Объясните по тексту о концерте Плевицкой, почему, по мнению автора, вокруг ее имени до сих пор не утих спор. Уложитесь в одну–три фразы.
------ Выбранный текст ------
Доклад вызвал выступление нескольких ораторов.

Говорил В.В. Подвицкий о кризисе индивидуализма, следствием которого явились крэговские построения.

Говорил В.А. Карелин о театре будущего, на фронтоне которого будет написано не «театр единой воли», а «театр единого творческого порыва»,

А Д. Грудзинский говорил об искренности и ценности крэговских исканий.

Выступали и другие. Но, конечно, многообещающая тема собеседования не была исчерпана даже в минимальной степени. Как мы слышали, реферат А.Р. Беляева будет повторен в о-ве содействия физическому и умственному развитию.

«Смоленский вестник». – Смоленск. – 1912. – № 257. – (14.11). – С.2

А. Беляев (под псевдонимом В-la-f) «Концерт Плевицкой»

Вам приходилось видеть в музеях рисунки доисторического человека?

Острым временем нацарапано на кости несколько штрихов. Примитивность доведена до последних пределов. Нечто детское, наивное по технике. И вместе с тем какой размах, какая экспрессия, какое глубокое проникновение!

Таким «доисторическим талантливым, художником» кажется мне г-жа Плевицкая. Формы ее искусства примитивны, но в эти примитивные формы она вкладывает глубокое содержание.

Г-жа Плевицкая, безусловно, крупная художественная величина. И не смотря на это, до настоящего времени вокруг ее имени не улегся спор о том, талант ли она, или раздутое рекламой ничтожество. Мне думается, причиной этого спора является то, что Плевицкую оценивали прежде всего, как певицу. И с этой точки зрения художественная критика была в значительной степени права. Голос певицы не отличается чистотой. Резкость ее переходов от mezza v се (piаno у нее совсем отсутствует) к такому взрыву fortissimo), которое уже переходит просто в русский «благой мат», может повергнуть в панический ужас самого неустрашимого меломана, наконец, это бесконечное повторение одной и той же бедной коротенькой музыкальной фразы, – все это является достаточной причиной, чтобы от Плевицкой отвернулись те, кто пришел ее слушать только как певицу.
------ Исходные строки ------
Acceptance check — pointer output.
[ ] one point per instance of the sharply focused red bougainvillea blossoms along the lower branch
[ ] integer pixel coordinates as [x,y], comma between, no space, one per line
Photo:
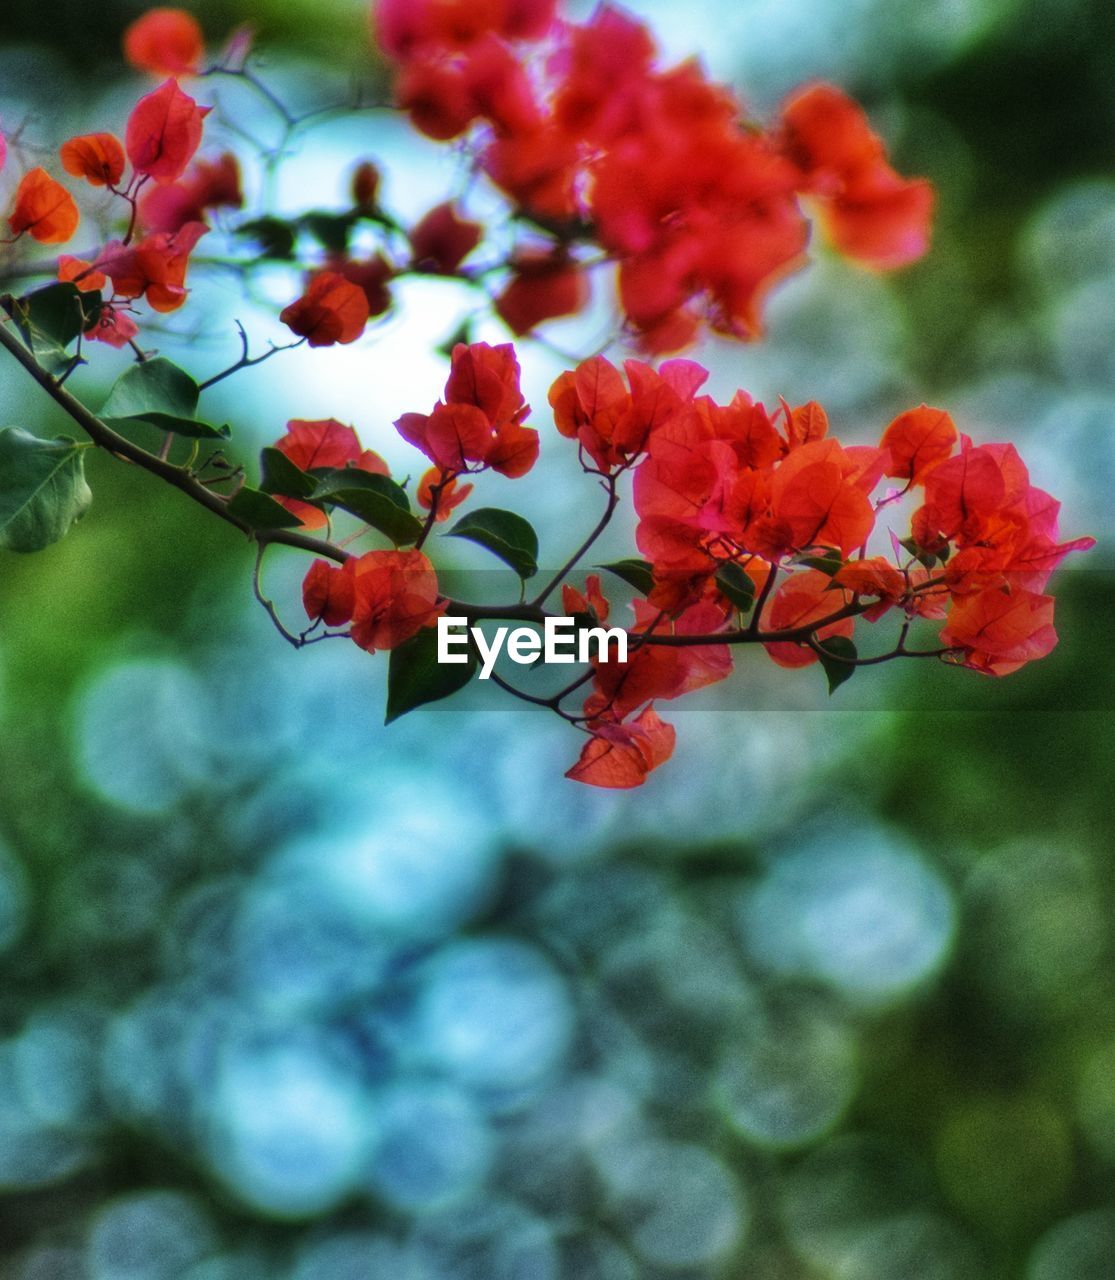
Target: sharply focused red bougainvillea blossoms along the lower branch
[742,511]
------
**Ответ на задание:** Автор считает, что причина спора в том, что Плевицкую оценивали прежде всего как певицу. С этой точки зрения критика была во многом права: голос у нее нечистый, piano совсем нет, переходы к fortissimo резкие, а одна и та же короткая бедная музыкальная фраза бесконечно повторяется.